══ Page ══

# Xp3 & Penguin 350 Noise Level



## Fresh (Feb 8, 2004)

if anyone happens to have this setup, how loud is it? i remember the xp3 being pretty quiet. trying to figure out where to set up the tank and the only spot i like is next to my bed cause of how the room is setup. wondering if it'll be too loud to sleep through.


----------



## Sacrifice (Sep 24, 2006)

I've personally slept in a room with my XP3 and it was no big deal, very very quiet. However I've never found a HOB to be quiet at all and I do mean motor noise and not just the water hitting the surface.


----------



## JoeDizzleMPLS (Nov 5, 2007)

I could barely hear my XP3 motor humming when I was standing right next to it, so I would guess it wouldn't be an issue at all, especially if it's in a closed stand. I did have a tank with 2 Penguin 350s right next to my bed, the only sound I could hear was the water running back into the tank, it wasn't very loud, I thought it was kinda relaxing actually.


----------



## Sacrifice (Sep 24, 2006)

Yeah I always think that they're going to be relaxing as well until I lay down and they start driving me crazy, LOL. I couldn't even go to sleep at night if my water level was too low and I could hear my HOB splashing a little. I remember several night getting up at midnight just to fill my tank because it was driving me crazy. I'm so glad that now I have an entire basement to put these tanks in so I don't have to worry about the noise at all.


----------



## JoeDizzleMPLS (Nov 5, 2007)

Yeah, it's definitely not relaxing when the water level gets low and it's making the splashing sound, but when the tank is topped off it makes a really quiet trickling sound and that doesn't bother me at all -- I do need some type of noise to go to sleep tho, whether it's the TV, music, whatever... so it might bother some people.


----------



## VJventrella (Feb 16, 2007)

═══
══ Listed entries ══

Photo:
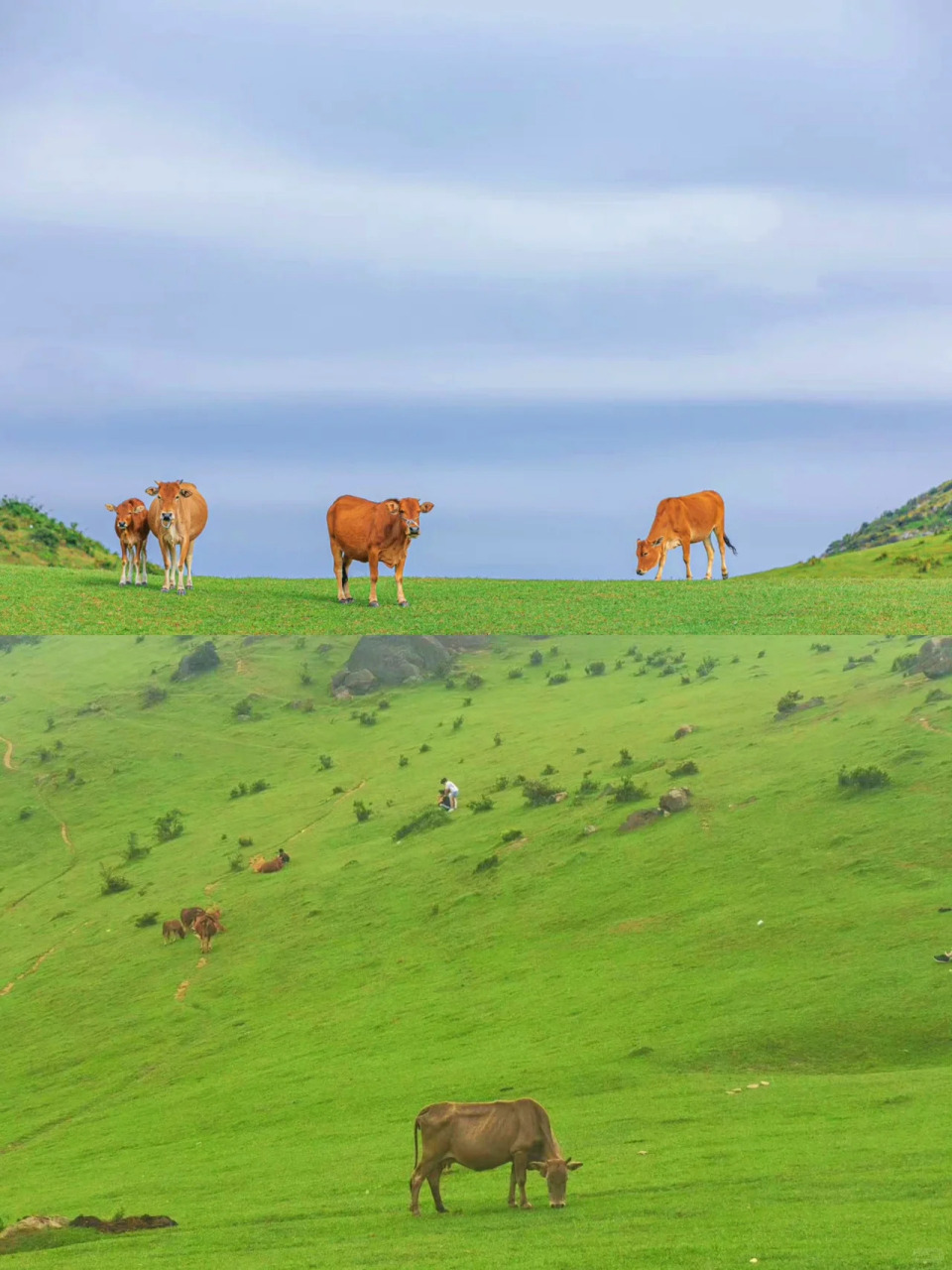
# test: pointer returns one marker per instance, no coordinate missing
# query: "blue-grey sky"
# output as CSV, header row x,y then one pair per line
x,y
540,262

═══

• [Given exercise A]: Please rewrite the thread's paragraph beginning "I could barely hear my XP3 motor humming" as a short bulleted list that keeps its main facts.
• [Given exercise B]: In the thread, how many Penguin 350s were on the tank that JoeDizzleMPLS kept next to the bed?
• [Given exercise C]: Using the thread, explain why Sacrifice would get up at midnight to fill the tank.
None of the data is needed for this work.

• [Exercise response A]:
- The XP3 motor hum was barely audible even from right next to it.
- That makes it unlikely to be an issue, especially inside a closed stand.
- A tank with two Penguin 350s once sat right next to the writer's bed.
- The only sound was water running back into the tank.
- It wasn't very loud and even felt relaxing.

• [Exercise response B]: Two.

• [Exercise response C]: When the water level was too low, the HOB filter splashed a little. That noise kept Sacrifice from sleeping and was "driving me crazy," so topping off the tank stopped it.